## TASK PROMPT
From the items below, collect each line that contains the string "glass".

Coordinate annotation entries:
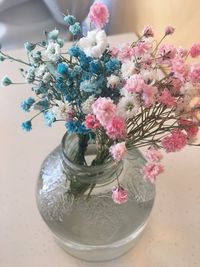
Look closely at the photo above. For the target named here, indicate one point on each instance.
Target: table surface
(171, 239)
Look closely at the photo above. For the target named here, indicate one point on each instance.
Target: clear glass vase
(92, 227)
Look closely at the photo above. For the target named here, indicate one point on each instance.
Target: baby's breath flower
(75, 29)
(53, 51)
(46, 78)
(6, 81)
(94, 44)
(87, 105)
(62, 110)
(29, 46)
(2, 58)
(113, 81)
(53, 34)
(128, 106)
(70, 20)
(26, 126)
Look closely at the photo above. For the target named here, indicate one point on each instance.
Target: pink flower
(104, 109)
(178, 67)
(194, 74)
(175, 141)
(125, 53)
(142, 48)
(116, 128)
(119, 194)
(169, 30)
(148, 32)
(176, 85)
(183, 52)
(166, 52)
(195, 50)
(167, 99)
(91, 122)
(153, 154)
(114, 51)
(118, 150)
(98, 15)
(135, 83)
(190, 128)
(149, 95)
(151, 171)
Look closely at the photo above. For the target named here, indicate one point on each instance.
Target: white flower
(87, 105)
(53, 51)
(94, 44)
(46, 78)
(62, 110)
(128, 69)
(41, 70)
(128, 106)
(149, 75)
(113, 81)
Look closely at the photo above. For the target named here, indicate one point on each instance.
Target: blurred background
(25, 20)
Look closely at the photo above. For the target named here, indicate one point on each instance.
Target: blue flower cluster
(27, 104)
(76, 127)
(26, 126)
(49, 118)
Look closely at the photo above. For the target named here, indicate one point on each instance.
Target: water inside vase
(98, 221)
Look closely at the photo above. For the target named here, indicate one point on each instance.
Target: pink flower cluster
(104, 109)
(152, 168)
(195, 50)
(174, 141)
(167, 99)
(119, 194)
(98, 15)
(190, 127)
(118, 150)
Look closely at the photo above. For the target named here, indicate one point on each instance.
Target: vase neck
(99, 174)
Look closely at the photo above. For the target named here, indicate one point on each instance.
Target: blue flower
(26, 126)
(75, 51)
(36, 56)
(30, 77)
(76, 71)
(26, 104)
(6, 81)
(88, 86)
(42, 105)
(70, 20)
(85, 61)
(49, 118)
(76, 127)
(29, 46)
(62, 69)
(95, 67)
(53, 34)
(61, 42)
(113, 65)
(75, 29)
(41, 88)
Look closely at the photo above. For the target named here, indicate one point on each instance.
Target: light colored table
(171, 239)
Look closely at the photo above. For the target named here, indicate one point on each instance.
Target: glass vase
(90, 225)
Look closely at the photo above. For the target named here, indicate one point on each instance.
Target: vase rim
(109, 164)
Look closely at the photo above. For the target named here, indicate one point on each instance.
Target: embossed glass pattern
(94, 228)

## RESULT OF THE EXERCISE
Target: clear glass vase
Target: glass vase
Target: embossed glass pattern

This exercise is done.